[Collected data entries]
• • • •
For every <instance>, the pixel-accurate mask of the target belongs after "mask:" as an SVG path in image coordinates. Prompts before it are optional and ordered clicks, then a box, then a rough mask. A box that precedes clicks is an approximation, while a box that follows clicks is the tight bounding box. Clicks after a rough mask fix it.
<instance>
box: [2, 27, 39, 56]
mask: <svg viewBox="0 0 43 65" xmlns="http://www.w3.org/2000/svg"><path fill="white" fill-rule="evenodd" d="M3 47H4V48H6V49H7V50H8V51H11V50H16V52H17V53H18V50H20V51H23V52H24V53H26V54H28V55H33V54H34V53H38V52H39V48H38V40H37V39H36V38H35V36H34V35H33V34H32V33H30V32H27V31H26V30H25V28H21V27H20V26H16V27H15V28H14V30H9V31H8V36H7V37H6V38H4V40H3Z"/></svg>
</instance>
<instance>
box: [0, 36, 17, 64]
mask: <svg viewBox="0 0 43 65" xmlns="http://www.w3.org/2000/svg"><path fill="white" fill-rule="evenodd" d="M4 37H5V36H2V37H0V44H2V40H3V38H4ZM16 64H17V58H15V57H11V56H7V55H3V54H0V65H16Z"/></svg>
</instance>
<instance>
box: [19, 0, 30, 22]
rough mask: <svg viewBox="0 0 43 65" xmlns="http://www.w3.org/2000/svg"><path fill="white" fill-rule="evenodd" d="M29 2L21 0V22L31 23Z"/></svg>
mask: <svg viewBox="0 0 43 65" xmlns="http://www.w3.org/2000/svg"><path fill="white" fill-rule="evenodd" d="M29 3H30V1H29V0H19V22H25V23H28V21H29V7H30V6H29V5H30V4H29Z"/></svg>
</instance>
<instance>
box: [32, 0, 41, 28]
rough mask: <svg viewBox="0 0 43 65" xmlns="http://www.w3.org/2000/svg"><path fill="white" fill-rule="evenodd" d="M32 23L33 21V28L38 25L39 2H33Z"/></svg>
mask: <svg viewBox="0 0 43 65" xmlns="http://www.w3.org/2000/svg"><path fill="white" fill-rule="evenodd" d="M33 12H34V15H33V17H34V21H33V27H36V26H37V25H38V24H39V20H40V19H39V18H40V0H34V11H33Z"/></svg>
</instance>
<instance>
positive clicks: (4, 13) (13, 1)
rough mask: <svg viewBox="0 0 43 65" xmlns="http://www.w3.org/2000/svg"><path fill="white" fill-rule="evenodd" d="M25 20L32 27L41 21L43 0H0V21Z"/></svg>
• • • •
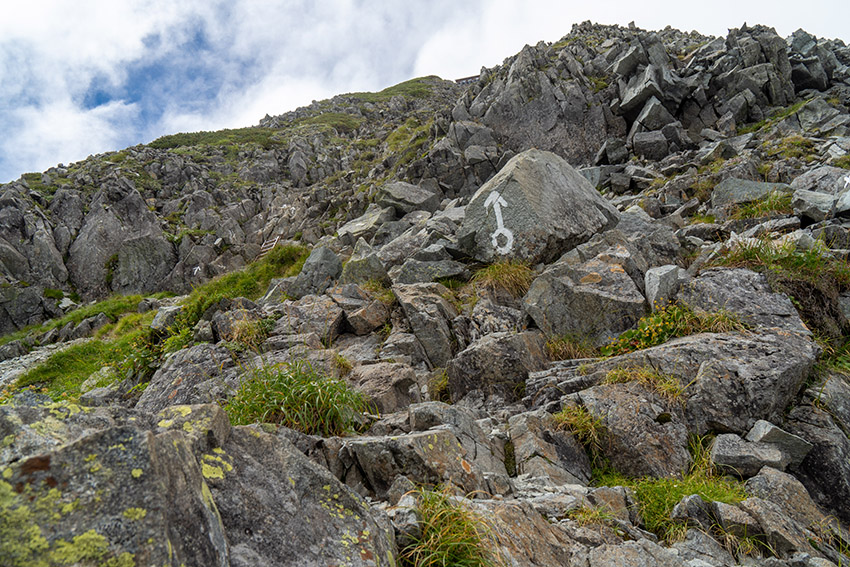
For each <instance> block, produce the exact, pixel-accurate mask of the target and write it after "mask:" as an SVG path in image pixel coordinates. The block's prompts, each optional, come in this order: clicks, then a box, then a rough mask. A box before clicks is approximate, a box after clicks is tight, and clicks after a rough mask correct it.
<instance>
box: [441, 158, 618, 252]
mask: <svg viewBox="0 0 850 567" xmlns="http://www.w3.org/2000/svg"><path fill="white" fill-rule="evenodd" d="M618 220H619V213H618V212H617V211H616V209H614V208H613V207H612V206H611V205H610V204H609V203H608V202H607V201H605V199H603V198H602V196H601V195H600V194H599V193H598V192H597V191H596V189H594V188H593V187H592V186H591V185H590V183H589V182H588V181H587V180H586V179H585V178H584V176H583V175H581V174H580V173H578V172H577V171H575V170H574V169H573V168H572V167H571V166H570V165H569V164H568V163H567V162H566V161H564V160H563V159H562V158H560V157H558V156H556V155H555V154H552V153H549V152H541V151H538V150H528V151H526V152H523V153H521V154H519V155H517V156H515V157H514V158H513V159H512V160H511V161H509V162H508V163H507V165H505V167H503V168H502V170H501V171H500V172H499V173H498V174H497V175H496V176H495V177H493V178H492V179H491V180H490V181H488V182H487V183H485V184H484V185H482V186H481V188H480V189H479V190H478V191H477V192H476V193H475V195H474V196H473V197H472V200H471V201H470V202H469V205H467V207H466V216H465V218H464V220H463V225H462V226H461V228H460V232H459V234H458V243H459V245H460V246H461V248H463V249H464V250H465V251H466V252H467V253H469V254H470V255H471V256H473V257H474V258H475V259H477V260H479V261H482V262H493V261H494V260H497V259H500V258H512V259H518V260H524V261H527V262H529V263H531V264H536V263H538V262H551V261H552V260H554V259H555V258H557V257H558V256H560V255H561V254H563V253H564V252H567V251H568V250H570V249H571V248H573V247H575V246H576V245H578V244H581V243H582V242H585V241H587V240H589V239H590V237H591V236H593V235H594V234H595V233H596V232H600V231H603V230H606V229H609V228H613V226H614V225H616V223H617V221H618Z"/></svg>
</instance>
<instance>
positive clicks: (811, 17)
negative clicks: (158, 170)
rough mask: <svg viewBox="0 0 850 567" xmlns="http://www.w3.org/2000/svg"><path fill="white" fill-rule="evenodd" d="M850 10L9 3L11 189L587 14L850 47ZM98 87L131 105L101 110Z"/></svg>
• • • •
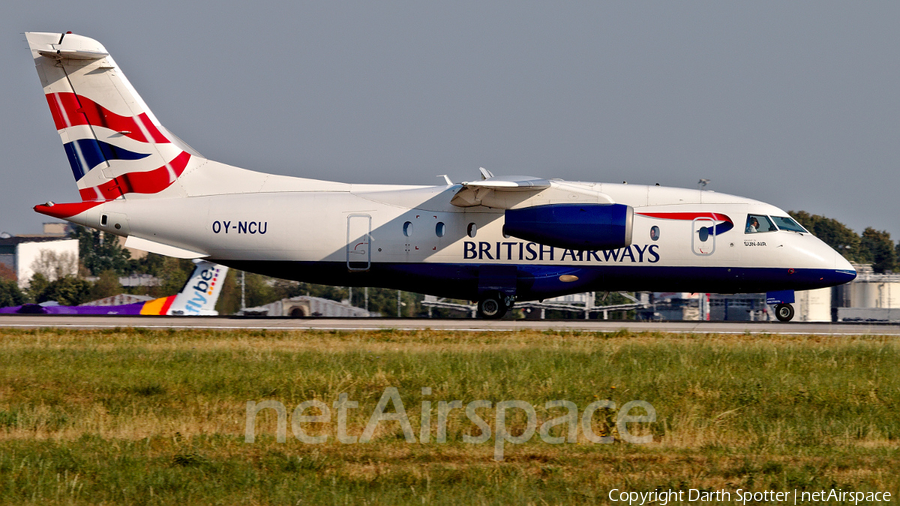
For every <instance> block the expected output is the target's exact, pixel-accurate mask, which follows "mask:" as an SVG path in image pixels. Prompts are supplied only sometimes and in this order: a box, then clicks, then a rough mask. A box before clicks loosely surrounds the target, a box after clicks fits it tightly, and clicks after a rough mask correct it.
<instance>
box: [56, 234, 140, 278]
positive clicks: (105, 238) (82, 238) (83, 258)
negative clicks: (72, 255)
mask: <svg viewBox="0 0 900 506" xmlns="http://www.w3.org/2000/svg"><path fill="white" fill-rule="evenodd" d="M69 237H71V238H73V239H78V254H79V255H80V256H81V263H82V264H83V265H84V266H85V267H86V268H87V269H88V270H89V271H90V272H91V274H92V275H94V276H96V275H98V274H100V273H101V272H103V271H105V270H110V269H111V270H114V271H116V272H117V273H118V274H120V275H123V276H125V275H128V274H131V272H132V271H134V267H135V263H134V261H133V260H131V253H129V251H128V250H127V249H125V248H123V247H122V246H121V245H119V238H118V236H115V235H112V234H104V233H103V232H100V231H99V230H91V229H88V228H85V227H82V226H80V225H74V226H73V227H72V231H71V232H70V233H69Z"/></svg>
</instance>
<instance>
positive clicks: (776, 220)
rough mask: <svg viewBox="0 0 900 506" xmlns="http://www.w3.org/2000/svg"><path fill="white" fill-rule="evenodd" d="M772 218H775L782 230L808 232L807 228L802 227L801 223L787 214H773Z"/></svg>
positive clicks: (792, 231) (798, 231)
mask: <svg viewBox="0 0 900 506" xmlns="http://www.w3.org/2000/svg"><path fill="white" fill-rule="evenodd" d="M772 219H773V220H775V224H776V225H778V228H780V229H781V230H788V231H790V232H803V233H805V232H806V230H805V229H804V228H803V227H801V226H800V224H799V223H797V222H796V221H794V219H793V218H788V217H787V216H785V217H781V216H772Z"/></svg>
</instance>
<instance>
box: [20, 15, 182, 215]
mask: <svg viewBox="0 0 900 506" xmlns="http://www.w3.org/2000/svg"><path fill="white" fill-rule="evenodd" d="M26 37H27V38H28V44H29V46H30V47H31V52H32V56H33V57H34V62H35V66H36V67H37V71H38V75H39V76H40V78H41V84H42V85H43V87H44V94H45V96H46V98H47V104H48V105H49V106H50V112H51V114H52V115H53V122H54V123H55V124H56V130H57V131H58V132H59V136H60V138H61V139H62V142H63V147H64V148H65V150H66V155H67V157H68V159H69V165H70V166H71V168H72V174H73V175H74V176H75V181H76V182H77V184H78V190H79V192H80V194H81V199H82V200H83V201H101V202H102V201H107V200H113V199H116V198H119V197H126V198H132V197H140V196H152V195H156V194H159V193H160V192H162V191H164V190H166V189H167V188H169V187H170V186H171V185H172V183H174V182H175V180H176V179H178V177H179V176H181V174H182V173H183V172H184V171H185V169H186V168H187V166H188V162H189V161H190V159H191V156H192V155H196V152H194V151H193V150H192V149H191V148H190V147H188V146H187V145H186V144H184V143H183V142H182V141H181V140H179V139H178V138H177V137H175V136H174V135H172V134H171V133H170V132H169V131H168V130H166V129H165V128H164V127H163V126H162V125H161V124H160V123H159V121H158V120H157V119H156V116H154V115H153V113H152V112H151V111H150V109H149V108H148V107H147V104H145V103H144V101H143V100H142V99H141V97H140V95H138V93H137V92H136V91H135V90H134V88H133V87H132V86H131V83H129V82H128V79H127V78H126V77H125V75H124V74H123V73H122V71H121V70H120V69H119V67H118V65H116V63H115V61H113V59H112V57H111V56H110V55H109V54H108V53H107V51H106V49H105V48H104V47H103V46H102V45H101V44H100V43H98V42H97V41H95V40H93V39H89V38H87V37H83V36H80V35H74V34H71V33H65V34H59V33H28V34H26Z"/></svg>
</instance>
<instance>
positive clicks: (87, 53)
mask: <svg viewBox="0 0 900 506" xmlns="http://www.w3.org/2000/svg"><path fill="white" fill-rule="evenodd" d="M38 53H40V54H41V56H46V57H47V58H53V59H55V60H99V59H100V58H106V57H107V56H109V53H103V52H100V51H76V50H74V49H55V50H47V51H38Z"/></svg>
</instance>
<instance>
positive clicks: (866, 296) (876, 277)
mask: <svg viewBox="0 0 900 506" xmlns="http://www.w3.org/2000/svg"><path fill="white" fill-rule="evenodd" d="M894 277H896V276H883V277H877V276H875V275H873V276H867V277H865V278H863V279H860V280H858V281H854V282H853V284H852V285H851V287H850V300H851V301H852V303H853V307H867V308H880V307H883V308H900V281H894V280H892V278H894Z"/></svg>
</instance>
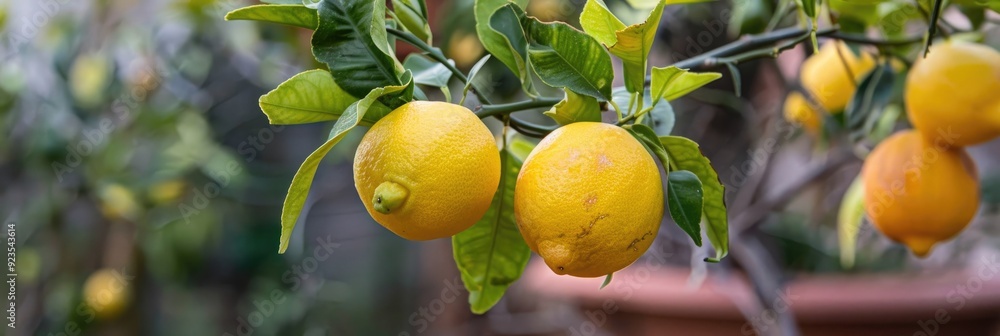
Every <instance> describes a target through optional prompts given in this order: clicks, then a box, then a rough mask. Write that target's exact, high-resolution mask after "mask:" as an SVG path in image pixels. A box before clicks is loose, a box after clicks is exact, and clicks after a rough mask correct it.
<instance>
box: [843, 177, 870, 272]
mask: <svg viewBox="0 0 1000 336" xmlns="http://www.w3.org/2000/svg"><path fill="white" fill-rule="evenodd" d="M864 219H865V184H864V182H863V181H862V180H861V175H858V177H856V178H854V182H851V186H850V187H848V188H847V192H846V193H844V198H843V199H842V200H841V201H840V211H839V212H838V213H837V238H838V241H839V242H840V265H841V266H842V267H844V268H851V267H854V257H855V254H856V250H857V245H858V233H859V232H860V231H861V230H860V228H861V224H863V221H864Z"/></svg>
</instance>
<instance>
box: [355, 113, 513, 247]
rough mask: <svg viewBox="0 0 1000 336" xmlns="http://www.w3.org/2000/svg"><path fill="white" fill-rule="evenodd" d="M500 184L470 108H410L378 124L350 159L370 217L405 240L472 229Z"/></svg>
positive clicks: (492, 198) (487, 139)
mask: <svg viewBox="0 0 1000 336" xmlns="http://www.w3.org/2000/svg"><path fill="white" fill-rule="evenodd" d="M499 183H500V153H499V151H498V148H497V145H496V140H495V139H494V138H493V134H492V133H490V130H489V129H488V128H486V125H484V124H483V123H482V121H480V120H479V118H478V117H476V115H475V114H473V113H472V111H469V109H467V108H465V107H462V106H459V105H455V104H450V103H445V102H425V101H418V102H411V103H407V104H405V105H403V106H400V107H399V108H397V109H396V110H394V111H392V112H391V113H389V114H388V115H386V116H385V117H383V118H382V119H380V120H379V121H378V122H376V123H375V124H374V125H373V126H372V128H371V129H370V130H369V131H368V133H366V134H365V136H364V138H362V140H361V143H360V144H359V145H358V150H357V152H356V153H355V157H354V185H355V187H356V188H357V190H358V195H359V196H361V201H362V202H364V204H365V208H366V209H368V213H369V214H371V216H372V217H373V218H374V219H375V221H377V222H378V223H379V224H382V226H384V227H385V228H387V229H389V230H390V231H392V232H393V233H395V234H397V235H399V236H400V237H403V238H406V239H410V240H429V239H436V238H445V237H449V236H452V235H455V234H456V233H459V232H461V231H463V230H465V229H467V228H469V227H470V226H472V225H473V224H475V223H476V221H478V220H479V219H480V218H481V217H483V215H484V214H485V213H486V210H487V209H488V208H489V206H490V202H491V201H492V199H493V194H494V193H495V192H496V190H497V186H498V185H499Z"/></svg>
• • • •
What lines above contain the word "coordinates"? Please copy each one.

For every <instance>, the pixel-accurate mask of the target belongs after "mask:" as an SVG path in image coordinates. Prompts before it are optional and ordered clicks, then a box, then a rough mask. A box that precedes clicks is an approximation, while a box that follows clicks is the tight bounding box. Clicks after a rough mask fix it.
For each <instance> block, produce the exact, pixel-accurate mask of the target and write it after "mask:" as an SVG path in image pixel coordinates. The block's prompts, each optional, come in this order: clicks, then a box, then a rough mask. A box before clicks is approximate, a box after clicks is tight, and clicks after a rough mask correct it.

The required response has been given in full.